Datos del ejercicio:

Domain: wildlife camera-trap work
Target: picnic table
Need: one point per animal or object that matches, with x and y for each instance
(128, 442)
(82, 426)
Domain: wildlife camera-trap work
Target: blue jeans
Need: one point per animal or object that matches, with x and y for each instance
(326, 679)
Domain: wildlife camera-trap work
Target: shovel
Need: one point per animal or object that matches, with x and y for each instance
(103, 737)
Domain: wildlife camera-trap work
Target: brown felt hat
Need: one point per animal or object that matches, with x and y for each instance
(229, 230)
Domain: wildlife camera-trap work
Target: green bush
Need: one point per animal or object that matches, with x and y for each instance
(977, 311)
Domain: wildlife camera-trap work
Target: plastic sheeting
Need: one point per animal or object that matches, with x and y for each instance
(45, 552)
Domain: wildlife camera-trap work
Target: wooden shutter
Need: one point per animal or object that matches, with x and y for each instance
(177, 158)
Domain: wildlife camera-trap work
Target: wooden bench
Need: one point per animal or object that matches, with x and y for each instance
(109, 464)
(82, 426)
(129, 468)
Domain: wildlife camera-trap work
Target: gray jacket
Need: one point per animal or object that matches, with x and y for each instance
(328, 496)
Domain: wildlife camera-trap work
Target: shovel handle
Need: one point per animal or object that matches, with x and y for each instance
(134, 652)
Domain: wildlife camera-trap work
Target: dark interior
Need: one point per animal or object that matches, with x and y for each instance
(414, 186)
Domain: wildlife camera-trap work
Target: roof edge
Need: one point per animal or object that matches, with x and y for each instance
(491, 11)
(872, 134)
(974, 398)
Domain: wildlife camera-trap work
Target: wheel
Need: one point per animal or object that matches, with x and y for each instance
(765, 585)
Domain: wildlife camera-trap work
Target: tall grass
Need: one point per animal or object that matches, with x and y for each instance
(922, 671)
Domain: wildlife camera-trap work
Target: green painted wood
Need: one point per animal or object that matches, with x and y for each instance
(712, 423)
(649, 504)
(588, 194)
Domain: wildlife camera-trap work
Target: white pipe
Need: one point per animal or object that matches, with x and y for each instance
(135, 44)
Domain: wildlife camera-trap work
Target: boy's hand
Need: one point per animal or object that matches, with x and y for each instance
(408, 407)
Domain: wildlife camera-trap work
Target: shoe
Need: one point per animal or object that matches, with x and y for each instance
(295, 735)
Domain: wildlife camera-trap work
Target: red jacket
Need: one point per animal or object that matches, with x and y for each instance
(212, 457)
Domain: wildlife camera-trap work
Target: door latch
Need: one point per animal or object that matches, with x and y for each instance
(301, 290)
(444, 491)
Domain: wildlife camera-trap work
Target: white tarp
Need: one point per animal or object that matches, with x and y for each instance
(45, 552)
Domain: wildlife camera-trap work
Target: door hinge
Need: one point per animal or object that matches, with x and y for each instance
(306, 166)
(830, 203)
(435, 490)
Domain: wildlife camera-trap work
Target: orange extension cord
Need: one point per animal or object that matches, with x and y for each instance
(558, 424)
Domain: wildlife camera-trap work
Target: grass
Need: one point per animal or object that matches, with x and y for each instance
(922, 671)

Qué se pide:
Identifica cada línea de las filas de arriba en la que aparezca la palabra "shovel" y cópiala.

Solución:
Target: shovel
Target: shovel handle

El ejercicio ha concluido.